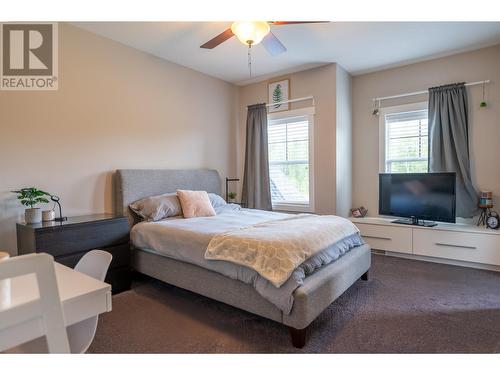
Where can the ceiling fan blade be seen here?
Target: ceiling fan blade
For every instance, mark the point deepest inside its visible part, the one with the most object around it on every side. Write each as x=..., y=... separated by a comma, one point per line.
x=281, y=23
x=214, y=42
x=272, y=44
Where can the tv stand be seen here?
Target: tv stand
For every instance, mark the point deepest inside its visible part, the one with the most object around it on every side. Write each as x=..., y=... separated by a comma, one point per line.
x=415, y=221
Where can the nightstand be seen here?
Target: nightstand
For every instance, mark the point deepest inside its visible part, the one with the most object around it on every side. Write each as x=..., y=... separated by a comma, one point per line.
x=69, y=240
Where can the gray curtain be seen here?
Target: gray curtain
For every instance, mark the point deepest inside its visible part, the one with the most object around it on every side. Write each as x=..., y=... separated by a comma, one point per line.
x=256, y=190
x=449, y=142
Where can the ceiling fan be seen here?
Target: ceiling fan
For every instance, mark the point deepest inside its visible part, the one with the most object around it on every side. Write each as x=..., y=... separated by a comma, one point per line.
x=253, y=32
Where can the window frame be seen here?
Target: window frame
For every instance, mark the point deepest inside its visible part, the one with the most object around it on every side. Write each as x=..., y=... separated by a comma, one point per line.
x=413, y=107
x=285, y=116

Action item ▸ The result should be an exact repetition of all the records. Drop the pictures.

Your solution ▸
Where can the ceiling fan blade be seen here?
Target: ceiling fan blade
For every instance, mark the point deepest inside its visible part, the one with the most object around it on every side. Write each as x=..., y=... separated by a comma, one point per line.
x=281, y=23
x=214, y=42
x=272, y=44
Where can the tv stand be seen here?
Target: tv stand
For every instance, mark the point deepest inside its visible part, the one with the most object around it on every side. Write each as x=..., y=... separated by a comma, one point per line.
x=415, y=221
Where can the nightstand be seen here?
Target: nightstand
For every instance, mark the point deepest inside its visible part, the one with the most object around it on every side. Write each as x=..., y=... separated by a comma, one point per line.
x=69, y=240
Where can the gray curtain be seen here?
Target: gray curtain
For every instance, mark the point deepest inside its visible part, the one with the most object around it on every side. Write each as x=..., y=... separated by a comma, one point per line.
x=256, y=190
x=449, y=142
Where can the ceiling fan be seen here?
Target: ceiling fan
For every instance, mark the point deepest inside its visible part, the one with the most object around it on every side. Write each as x=..., y=... separated by a comma, one point per line.
x=253, y=32
Where can the window frame be seen here?
Target: window frame
For every instance, mark the point deepest inside its visible part, the one with the most object around it on every side. Write each as x=..., y=... separated by a comma, one point per line.
x=413, y=107
x=285, y=116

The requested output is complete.